* [AIM]: Reproduce the material below, switching each occurrence of "refrigerator door handle" to "fridge door handle" and keeping everything else unchanged.

* [DATA LINES]:
§ §
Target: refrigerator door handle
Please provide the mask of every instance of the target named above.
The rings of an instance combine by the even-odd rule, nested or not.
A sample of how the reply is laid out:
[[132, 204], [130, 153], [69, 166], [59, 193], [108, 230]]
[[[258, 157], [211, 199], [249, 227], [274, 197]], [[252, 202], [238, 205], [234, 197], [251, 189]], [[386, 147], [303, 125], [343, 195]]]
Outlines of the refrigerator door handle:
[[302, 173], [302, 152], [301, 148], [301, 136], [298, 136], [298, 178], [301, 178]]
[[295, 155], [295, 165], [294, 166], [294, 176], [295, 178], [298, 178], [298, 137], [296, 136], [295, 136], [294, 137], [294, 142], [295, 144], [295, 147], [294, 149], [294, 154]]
§ §
* [COMPLETE OUTPUT]:
Target: fridge door handle
Please provide the mask of every instance of the target named above.
The rings of an instance combine by the even-odd rule, nested or not.
A sample of how the reply is laid out:
[[132, 204], [130, 153], [69, 166], [59, 193], [108, 230]]
[[[258, 157], [211, 199], [249, 227], [274, 197]], [[252, 202], [238, 205], [234, 197], [251, 189]], [[386, 147], [303, 125], [343, 195]]]
Outlines of the fridge door handle:
[[302, 173], [302, 152], [301, 148], [301, 136], [298, 136], [298, 178], [301, 178]]
[[295, 155], [295, 165], [294, 166], [294, 176], [295, 178], [298, 178], [298, 137], [296, 136], [295, 136], [294, 137], [294, 142], [295, 144], [295, 147], [294, 149], [294, 154]]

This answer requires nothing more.